* _Pointing records_
- - - - -

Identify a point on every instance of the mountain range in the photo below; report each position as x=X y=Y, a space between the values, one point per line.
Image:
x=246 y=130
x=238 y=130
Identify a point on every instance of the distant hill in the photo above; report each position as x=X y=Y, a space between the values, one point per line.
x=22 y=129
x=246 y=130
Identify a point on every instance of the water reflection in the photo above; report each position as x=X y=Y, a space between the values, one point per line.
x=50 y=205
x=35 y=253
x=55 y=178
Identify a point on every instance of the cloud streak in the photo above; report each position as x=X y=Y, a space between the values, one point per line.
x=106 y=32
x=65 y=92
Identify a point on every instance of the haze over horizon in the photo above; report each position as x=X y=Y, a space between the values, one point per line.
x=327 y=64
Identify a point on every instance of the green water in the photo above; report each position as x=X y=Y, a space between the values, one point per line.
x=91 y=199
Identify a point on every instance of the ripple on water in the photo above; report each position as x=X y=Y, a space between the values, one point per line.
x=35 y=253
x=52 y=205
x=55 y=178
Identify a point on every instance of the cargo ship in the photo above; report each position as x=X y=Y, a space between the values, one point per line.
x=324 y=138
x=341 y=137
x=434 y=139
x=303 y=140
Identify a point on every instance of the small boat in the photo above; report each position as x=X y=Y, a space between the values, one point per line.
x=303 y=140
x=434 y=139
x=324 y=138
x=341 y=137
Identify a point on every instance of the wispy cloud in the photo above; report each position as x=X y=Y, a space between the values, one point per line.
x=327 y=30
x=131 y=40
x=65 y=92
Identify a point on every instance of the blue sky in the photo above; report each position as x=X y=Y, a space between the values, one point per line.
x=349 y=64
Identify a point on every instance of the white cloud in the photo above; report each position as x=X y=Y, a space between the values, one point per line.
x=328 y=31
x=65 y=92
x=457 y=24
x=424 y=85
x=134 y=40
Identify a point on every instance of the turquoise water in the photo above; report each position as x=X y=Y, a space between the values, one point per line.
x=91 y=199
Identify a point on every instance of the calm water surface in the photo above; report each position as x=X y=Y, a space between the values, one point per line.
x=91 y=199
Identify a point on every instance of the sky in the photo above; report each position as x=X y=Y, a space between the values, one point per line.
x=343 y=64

- - - - -

* _Your instructions_
Take the lines from the one that contains "Identify a point on every instance of the sky" through the end of the records and write them out again, substituting "give" for "report" and leaving everything else unchanged.

* _Complete answer_
Identify a point on every instance of the sky in the photo above; give each position as x=X y=Y, a space between the values, one point per line.
x=343 y=64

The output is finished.